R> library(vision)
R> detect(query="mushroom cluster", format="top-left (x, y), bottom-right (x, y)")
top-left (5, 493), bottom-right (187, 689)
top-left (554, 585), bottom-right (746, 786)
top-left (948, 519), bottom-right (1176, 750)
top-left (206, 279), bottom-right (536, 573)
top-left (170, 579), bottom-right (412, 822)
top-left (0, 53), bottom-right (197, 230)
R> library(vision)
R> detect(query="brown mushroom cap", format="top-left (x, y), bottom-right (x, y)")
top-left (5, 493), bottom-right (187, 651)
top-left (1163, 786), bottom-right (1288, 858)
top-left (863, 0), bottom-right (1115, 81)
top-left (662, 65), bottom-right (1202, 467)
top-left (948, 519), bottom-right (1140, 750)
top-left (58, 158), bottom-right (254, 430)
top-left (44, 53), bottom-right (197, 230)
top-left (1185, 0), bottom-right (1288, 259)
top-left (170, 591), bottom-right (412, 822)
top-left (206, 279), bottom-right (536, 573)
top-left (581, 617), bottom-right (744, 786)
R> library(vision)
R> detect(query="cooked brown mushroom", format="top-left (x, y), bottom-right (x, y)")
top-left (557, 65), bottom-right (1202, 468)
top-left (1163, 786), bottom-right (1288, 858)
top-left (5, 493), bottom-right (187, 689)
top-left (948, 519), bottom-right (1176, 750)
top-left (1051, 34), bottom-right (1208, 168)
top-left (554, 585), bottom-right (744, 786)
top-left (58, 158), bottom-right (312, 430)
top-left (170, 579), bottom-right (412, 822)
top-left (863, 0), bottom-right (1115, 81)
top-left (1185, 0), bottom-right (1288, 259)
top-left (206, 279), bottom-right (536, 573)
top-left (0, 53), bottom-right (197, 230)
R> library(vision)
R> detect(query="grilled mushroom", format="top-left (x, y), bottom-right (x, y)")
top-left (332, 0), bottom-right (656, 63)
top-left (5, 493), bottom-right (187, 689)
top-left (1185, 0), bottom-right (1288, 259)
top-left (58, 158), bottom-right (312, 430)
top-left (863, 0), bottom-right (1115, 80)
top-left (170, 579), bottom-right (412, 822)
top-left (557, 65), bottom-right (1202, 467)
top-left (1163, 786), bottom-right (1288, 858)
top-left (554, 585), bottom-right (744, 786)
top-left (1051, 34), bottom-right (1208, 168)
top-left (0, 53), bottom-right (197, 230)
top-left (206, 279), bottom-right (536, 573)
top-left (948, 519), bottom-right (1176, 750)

TASK PROMPT: Copy out each line in the entries above that contains the string "detect". Case counts.

RIGHT ANSWER:
R> detect(query="mushroom cluster", format="top-left (x, y), bottom-right (x, y)")
R> detect(query="brown mushroom cap", format="top-left (x, y), bottom-right (x, y)")
R> detect(query="cooked brown mushroom", format="top-left (x, y), bottom-right (x, y)")
R> detect(query="grilled mushroom", format="top-left (x, y), bottom-right (x, y)")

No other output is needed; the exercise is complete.